Explore the material:
(a) From the Hero Palli biography below, list every institution where she studied.
(b) Reproduce the part of the Hero Palli biography below that opens with the words containing "Palli taught voice" and closes with "the Athens Conservatoire.", but switch "Atheneum Cultural Center" to "Atheneum Arts Center".

Provided text:
┌────────
- Born: 19 September 1925 Athens, Greece
- Died: 2000 Athens, Greece
- Education: Conservatoire de Musique de Genève; Vienna Music Academy;
- Occupations: Operatic soprano; Academic teacher;
- Organizations: Greek National Opera; Athens Conservatoire;

= Hero Palli =

Greek opera singer

Hero Palli, also Iro Palli (1925–2000), was a Greek operatic soprano and voice teacher who made an international career.

== Life and career ==
Palli was born in Athens in 1925 (the bio in the GNO page is wrong). She studied voice first at the Athens Conservatoire, and acting at the drama school of the National Theatre of Greece. She studied further at the Conservatoire de Musique de Genève with Fernando Carpi. While in Geneva she participated in the Geneva International Music Competition, winning the gold medal. She achieved her diploma with honours on 18 June 1952 singing Verdi's Aida, conducted by Samuel Baud-Bovy. It was followed by a recital at the Conservatoire 's hall. She took part in radio broadcasts, and then studied further at the Vienna Music Academy. She sappeared in lead roles at the Greek National Opera, including Puccini's Tosca, and Magda in Menotti's The Consul.

Palli taught voice at the Atheneum Conservatory (that would later become Atheneum Cultural Center) until 1978, and from 1979 at the Athens Conservatoire.

She continued to give recitals, from time to time, at the hall of the Literary Society Parnassos in 1980 and 1984.

In 1992, she was responsible for training the singing actors of the play Cyrano de Bergerac, produced by Jorgos Kimoulis.

Palli married French violinist Yves Hanssen; they had a daughter, Hélène. In 1971 they settled in Greece.
Palli died from cancer in Athens in January 2000.
└────────
Information supplied:
┌────────
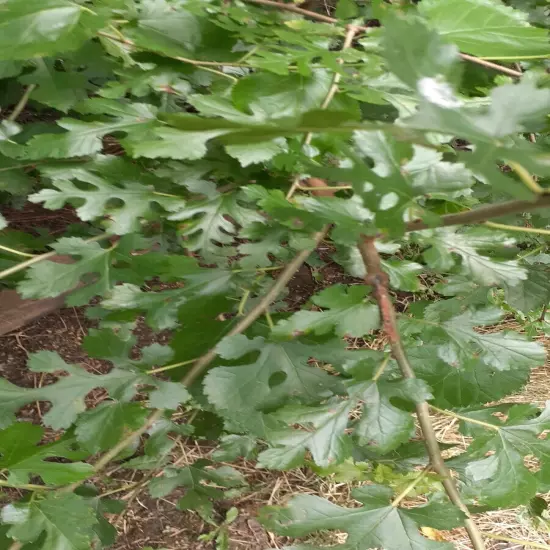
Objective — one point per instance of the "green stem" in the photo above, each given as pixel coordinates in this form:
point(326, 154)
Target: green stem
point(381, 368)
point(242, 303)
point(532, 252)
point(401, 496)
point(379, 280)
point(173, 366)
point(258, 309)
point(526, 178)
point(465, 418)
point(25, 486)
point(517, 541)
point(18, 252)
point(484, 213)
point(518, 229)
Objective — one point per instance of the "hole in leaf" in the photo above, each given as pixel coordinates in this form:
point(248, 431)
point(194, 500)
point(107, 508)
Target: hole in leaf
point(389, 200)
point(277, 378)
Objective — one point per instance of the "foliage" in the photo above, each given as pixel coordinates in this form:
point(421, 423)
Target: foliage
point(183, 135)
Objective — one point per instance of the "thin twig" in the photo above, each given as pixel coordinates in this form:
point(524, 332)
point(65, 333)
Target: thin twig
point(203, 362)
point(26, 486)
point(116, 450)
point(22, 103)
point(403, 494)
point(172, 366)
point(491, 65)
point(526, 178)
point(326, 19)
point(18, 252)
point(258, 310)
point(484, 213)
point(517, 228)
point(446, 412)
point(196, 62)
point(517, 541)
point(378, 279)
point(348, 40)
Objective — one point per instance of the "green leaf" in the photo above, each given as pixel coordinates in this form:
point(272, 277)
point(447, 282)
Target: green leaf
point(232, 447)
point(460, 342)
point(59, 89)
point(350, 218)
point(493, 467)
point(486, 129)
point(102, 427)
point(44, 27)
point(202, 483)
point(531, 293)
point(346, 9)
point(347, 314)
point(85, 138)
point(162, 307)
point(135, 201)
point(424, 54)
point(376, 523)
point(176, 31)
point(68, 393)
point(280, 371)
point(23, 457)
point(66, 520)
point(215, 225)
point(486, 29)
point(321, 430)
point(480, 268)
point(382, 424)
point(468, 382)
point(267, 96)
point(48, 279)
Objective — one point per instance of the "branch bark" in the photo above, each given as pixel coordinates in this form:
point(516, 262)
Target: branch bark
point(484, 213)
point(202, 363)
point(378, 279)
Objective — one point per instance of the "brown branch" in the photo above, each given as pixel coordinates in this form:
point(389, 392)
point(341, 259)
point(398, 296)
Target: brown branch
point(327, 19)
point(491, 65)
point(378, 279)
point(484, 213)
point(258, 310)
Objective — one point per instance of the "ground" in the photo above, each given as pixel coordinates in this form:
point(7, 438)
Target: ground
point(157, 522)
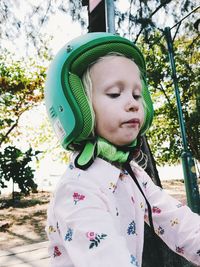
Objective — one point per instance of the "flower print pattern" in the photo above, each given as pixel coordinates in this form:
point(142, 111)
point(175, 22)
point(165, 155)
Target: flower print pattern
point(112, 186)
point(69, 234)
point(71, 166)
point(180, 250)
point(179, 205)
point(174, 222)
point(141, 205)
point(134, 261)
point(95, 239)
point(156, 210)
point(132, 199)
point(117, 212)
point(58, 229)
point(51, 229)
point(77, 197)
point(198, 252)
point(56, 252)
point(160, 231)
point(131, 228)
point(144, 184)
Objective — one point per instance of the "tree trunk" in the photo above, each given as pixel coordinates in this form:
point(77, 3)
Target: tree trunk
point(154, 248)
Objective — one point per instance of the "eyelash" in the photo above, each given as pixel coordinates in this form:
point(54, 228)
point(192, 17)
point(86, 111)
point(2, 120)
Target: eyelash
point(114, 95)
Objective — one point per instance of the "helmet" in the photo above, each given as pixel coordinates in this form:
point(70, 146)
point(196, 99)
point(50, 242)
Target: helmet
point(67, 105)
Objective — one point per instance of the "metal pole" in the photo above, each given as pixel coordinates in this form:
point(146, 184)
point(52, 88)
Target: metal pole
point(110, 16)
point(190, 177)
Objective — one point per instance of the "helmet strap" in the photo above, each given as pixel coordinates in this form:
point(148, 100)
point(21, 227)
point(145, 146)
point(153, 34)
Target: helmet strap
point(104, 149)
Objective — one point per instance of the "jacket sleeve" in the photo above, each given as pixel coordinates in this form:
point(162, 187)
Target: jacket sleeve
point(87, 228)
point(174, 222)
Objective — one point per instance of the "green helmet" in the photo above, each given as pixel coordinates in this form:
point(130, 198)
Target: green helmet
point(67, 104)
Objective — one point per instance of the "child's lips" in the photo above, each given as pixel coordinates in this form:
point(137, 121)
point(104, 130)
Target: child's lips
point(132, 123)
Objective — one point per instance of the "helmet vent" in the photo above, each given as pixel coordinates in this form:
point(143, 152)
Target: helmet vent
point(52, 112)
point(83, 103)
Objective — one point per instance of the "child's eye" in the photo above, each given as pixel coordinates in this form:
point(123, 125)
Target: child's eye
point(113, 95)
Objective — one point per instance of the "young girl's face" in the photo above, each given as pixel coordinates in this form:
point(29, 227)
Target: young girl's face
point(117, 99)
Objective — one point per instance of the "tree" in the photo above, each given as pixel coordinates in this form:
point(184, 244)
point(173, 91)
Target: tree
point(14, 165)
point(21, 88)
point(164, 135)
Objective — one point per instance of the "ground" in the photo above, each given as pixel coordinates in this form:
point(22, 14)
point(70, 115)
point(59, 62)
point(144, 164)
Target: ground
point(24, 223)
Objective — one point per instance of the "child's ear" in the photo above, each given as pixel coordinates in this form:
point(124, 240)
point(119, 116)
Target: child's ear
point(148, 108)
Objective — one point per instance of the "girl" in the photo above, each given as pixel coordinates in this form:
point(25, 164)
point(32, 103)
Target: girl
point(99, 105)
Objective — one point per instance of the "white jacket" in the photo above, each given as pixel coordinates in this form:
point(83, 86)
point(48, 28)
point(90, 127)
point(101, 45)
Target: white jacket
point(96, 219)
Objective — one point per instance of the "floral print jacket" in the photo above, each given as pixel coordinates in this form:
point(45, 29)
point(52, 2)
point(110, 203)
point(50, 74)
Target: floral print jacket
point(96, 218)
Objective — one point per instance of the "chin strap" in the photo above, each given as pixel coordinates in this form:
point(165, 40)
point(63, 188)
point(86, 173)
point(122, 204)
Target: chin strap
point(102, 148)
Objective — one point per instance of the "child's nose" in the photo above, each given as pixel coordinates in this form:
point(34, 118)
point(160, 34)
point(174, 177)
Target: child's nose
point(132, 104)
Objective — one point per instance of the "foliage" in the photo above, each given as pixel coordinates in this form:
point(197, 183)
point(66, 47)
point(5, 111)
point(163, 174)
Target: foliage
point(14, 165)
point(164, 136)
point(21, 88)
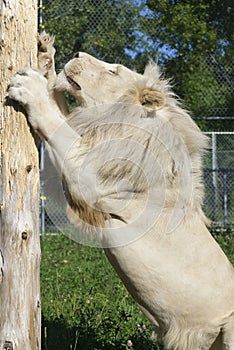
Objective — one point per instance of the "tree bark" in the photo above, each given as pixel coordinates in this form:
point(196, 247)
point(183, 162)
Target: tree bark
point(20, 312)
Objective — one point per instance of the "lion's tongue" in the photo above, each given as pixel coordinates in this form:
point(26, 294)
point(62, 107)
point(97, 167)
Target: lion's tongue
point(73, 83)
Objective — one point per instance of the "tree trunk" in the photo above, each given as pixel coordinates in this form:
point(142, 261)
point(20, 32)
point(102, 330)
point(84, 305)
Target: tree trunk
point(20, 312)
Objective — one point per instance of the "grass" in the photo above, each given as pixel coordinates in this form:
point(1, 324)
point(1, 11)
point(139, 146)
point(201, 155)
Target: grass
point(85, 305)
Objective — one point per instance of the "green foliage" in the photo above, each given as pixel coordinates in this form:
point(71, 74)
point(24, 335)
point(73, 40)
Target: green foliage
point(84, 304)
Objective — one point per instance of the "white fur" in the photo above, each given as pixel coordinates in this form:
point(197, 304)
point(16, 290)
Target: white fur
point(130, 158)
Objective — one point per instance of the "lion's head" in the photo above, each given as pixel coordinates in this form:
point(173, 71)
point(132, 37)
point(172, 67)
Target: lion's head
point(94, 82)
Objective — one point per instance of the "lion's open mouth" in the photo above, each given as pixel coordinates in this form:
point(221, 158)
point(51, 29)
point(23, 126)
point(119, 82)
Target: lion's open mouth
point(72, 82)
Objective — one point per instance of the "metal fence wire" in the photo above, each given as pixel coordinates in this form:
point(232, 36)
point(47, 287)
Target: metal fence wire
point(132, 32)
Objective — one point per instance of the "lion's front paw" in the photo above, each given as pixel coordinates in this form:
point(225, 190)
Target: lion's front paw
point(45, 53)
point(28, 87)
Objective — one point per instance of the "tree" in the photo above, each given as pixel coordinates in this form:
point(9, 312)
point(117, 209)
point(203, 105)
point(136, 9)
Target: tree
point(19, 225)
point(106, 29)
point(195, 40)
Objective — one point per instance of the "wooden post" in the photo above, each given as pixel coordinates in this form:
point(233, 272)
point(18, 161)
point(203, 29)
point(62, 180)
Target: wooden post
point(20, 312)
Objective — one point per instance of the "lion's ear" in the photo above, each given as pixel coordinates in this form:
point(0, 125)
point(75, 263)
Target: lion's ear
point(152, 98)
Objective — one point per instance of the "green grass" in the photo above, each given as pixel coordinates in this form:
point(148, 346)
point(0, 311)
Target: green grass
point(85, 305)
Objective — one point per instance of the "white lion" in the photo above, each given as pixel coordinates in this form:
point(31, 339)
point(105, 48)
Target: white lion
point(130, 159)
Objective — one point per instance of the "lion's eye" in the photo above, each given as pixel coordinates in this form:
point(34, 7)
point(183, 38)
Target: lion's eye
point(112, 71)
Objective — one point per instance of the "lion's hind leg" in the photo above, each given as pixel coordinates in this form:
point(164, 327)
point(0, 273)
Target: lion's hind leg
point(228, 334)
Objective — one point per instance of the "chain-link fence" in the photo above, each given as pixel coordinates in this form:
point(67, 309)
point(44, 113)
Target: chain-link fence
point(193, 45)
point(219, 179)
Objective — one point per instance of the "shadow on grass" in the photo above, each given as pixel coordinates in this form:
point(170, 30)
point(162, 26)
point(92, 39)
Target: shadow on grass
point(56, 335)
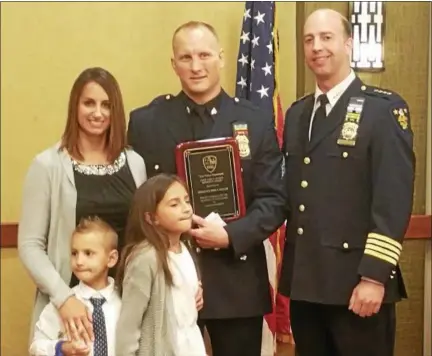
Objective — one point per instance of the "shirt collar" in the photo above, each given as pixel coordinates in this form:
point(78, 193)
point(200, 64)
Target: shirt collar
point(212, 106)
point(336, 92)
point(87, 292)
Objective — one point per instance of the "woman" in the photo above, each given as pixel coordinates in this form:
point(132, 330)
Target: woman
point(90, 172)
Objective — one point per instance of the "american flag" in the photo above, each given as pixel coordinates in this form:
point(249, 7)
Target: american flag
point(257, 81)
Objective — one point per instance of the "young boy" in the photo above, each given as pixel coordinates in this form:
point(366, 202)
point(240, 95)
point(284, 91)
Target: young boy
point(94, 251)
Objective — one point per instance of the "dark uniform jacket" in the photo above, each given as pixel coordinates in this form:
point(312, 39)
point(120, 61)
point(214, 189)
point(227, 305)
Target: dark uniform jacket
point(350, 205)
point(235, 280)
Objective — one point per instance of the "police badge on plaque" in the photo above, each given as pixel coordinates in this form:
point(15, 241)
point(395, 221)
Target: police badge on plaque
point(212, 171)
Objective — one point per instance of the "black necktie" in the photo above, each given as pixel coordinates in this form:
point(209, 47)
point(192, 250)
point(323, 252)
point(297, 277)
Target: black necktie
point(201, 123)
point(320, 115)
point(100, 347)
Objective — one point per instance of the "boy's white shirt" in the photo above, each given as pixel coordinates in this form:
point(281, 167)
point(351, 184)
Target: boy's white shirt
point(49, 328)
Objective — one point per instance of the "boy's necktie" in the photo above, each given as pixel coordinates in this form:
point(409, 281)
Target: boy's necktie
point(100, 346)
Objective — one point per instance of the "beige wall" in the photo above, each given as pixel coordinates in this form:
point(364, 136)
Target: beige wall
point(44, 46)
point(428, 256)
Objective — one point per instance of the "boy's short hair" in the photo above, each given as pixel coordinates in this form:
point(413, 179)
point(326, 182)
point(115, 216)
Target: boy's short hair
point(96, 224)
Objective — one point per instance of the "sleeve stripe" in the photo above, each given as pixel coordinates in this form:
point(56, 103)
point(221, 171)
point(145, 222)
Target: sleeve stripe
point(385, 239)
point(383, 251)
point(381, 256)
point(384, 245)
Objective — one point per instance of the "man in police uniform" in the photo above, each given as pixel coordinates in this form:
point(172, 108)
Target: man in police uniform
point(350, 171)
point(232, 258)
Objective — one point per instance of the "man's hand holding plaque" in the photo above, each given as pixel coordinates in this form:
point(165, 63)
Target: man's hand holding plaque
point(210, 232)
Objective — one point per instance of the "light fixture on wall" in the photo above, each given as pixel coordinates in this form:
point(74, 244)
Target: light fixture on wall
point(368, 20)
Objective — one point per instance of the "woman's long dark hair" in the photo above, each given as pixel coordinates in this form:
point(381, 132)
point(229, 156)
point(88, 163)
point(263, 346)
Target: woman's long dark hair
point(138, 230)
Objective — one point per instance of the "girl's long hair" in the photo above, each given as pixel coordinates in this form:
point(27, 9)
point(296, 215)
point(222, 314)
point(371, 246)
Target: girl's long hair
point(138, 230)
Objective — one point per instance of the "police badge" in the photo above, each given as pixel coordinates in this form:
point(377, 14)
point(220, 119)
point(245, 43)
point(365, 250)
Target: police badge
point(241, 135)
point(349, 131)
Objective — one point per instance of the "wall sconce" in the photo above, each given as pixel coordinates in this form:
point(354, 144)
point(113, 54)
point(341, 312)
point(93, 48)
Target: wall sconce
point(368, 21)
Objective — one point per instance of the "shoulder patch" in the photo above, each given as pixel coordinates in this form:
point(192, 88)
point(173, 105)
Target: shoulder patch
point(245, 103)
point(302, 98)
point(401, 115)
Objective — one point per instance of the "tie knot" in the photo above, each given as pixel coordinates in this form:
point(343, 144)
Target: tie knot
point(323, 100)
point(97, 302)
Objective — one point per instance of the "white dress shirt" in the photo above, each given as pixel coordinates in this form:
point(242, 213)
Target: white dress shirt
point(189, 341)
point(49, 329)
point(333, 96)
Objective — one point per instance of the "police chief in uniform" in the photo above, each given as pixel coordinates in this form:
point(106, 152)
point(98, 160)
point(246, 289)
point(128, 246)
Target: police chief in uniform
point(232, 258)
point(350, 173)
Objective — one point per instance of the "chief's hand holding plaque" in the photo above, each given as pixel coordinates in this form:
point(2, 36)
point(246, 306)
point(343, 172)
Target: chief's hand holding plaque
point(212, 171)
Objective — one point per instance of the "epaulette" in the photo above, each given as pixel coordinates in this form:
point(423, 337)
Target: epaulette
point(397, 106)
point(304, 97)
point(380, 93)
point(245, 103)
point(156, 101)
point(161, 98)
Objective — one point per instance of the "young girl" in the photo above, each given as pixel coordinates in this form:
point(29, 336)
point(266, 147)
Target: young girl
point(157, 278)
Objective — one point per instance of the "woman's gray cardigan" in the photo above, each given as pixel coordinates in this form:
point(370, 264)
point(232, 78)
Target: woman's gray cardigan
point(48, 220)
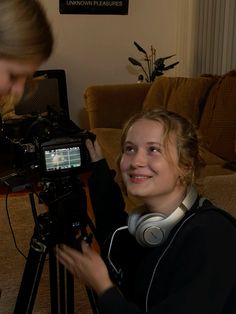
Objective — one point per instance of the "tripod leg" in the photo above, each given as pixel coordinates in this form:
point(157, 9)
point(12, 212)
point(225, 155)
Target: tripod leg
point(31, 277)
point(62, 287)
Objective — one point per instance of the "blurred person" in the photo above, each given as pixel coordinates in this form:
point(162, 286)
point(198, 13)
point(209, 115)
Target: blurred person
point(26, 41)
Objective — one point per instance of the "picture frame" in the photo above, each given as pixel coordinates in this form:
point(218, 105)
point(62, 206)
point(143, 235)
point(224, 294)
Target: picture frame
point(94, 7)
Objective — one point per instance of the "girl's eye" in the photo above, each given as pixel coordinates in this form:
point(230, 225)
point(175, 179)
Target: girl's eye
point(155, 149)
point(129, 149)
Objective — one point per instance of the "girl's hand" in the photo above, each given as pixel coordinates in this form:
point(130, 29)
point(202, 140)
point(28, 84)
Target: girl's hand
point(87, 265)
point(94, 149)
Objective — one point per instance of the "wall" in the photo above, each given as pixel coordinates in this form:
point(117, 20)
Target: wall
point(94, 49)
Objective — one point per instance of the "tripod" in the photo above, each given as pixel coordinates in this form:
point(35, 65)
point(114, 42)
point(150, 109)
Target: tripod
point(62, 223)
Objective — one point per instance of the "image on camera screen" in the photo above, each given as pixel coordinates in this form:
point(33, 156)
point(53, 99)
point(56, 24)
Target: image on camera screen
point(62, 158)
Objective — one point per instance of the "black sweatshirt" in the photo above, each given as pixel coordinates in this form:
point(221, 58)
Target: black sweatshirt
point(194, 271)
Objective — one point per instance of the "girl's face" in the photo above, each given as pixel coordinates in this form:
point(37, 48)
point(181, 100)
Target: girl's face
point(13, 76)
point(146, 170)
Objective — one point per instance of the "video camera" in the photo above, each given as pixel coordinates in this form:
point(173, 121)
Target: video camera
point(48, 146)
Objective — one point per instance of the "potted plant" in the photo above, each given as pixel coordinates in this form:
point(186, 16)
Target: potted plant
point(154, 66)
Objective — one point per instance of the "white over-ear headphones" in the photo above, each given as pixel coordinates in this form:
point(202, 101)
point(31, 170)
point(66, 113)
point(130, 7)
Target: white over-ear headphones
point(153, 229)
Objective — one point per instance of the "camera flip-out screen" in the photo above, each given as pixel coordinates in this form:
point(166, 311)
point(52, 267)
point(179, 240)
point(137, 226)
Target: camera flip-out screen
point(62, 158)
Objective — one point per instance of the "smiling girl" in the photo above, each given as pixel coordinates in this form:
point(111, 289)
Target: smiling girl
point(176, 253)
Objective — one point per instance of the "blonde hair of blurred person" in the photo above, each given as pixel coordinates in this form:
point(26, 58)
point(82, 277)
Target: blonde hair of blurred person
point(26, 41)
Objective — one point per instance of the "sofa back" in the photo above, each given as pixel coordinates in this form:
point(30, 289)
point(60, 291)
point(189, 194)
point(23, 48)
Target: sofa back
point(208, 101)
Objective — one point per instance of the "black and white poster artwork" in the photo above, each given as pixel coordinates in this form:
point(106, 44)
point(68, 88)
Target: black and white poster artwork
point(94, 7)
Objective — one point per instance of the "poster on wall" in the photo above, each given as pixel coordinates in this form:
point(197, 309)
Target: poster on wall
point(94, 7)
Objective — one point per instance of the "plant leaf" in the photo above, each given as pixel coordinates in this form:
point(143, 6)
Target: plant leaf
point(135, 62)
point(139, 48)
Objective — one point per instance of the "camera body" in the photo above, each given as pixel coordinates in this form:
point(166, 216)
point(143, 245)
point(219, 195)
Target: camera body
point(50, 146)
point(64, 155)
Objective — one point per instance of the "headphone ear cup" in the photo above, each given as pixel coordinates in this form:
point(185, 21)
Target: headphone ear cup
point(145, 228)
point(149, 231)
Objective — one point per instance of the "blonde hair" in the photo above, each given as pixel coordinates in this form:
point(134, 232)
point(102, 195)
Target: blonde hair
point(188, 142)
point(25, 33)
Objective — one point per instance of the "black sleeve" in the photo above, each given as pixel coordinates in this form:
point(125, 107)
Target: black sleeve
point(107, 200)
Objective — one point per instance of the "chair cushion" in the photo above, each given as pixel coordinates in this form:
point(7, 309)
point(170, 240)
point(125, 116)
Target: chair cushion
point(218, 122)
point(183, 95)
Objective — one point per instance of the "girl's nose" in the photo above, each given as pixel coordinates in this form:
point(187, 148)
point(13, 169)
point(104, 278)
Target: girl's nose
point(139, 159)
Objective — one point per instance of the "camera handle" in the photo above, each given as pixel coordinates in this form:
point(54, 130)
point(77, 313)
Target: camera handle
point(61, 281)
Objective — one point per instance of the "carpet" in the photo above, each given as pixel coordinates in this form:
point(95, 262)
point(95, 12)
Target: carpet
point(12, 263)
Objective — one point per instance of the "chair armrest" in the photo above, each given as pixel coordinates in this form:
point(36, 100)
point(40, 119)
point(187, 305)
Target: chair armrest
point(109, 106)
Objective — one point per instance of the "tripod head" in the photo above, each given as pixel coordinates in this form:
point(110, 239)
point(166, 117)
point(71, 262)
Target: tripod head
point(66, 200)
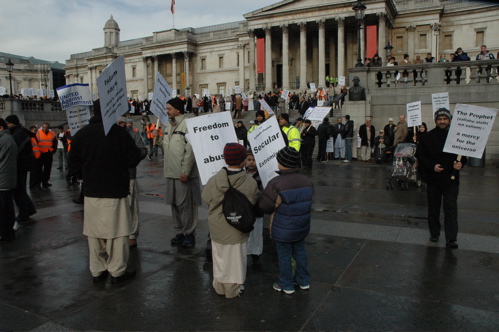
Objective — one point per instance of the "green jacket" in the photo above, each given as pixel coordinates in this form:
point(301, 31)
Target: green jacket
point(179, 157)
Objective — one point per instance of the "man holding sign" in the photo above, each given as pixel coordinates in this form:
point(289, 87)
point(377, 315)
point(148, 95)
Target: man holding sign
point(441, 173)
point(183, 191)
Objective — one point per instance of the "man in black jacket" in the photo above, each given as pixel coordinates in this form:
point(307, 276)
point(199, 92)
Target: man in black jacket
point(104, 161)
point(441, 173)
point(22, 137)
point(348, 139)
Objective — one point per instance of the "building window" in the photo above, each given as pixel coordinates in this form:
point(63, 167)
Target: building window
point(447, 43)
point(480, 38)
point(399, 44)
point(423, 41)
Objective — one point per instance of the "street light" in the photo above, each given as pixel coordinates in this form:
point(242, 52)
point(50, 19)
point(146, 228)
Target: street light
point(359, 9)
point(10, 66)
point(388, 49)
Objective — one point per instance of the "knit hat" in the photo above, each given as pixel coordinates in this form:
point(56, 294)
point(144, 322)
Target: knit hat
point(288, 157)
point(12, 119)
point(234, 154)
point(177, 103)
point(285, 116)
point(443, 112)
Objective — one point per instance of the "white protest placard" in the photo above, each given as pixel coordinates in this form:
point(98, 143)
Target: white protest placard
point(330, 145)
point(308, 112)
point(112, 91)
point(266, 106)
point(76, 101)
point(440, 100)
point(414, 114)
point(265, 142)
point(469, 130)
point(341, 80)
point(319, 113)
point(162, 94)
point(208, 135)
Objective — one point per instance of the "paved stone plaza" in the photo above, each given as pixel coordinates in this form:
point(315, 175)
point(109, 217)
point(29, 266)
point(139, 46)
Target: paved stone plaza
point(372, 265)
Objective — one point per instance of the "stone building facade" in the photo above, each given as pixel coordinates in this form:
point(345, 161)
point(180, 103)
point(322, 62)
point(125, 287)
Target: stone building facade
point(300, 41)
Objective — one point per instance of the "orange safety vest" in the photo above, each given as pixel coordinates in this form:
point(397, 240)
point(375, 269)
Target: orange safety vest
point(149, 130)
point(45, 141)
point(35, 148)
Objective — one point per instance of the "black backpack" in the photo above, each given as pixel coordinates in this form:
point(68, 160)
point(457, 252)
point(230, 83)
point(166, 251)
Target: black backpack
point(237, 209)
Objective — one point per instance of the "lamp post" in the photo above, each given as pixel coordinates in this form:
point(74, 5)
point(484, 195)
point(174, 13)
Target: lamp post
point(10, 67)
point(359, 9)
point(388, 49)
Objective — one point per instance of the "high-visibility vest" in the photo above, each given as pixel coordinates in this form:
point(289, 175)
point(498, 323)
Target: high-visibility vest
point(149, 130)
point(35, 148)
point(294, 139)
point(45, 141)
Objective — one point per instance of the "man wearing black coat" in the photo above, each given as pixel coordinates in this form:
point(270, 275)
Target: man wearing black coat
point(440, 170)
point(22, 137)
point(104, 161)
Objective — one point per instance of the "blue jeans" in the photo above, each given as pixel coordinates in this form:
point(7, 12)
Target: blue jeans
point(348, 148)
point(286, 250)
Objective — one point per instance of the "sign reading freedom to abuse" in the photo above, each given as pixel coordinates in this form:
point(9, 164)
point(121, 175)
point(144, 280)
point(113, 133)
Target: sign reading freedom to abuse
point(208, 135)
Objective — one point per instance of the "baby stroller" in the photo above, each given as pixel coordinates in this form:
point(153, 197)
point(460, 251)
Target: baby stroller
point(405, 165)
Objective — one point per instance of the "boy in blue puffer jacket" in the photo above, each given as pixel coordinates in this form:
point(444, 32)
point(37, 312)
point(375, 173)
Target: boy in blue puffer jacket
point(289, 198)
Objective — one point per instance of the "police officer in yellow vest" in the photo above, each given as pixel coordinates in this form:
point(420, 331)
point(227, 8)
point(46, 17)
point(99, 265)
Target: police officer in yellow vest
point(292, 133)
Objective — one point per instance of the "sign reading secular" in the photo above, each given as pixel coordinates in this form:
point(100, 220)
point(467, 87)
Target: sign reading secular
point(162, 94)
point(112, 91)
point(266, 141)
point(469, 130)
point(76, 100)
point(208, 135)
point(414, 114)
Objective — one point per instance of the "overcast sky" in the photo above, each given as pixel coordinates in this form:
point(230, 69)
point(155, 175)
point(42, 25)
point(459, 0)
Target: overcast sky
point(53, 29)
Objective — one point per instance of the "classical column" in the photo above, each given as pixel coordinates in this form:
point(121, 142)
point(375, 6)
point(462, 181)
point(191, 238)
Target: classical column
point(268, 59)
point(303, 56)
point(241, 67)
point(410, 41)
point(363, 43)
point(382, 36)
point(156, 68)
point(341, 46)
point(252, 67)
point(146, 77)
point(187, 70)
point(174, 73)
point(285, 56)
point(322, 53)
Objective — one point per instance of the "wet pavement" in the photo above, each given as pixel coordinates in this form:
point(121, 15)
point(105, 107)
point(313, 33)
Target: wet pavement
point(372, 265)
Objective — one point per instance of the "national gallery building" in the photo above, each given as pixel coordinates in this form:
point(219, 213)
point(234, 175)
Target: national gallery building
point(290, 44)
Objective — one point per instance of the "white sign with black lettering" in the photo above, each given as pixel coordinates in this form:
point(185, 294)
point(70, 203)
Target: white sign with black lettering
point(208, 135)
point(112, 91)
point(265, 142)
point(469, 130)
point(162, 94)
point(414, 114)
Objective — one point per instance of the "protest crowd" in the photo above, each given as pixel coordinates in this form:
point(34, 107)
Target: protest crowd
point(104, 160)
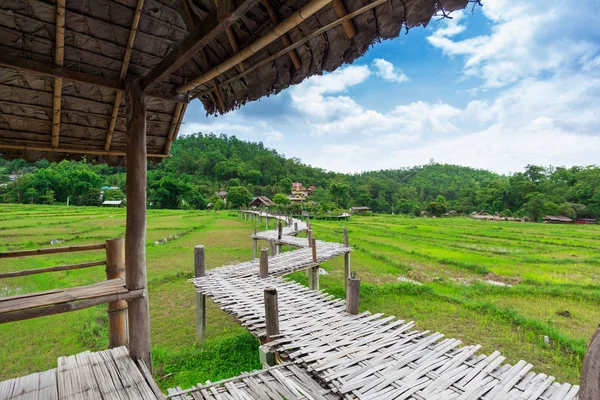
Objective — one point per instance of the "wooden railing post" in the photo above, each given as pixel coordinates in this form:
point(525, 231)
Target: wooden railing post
└────────
Replies:
(a)
- Athens Conservatoire
- Drama school of the National Theatre of Greece
- Conservatoire de Musique de Genève
- Vienna Music Academy

(b)
Palli taught voice at the Atheneum Conservatory (that would later become Atheneum Arts Center) until 1978, and from 1979 at the Athens Conservatoire.